Task objective: All of the data goes into your copy exactly as written. Images do not.

Image-grounded pointing data
──────────

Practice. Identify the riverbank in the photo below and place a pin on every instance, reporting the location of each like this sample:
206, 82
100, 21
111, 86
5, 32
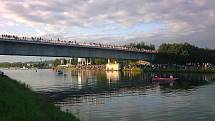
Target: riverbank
19, 103
174, 70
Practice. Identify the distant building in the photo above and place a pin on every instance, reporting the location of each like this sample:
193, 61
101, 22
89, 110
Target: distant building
143, 62
84, 61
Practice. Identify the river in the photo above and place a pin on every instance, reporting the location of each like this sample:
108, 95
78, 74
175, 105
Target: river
124, 96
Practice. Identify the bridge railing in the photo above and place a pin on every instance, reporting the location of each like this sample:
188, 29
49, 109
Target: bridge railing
73, 43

──────────

Written answer:
Practice. Identify the riverbank in the photo below and place a pin on every instance, reporting the location of each like this sample:
206, 82
100, 21
111, 86
5, 32
Target: riverbank
19, 103
174, 70
Practice. Identify the distant building in the photo above and place a pin on every instance, reporting the location of each like this sample:
193, 61
101, 22
89, 110
Target: distant building
143, 62
84, 61
Practice. Identify the river in the photo above and place a pin on every instance, reporting the location of each like this sample:
108, 95
78, 74
175, 105
Target: river
124, 96
Practice. Identify the bridge railing in the photo above and place a pin on every instance, reporting the location of each like this sample:
188, 29
49, 109
Target: bridge railing
73, 43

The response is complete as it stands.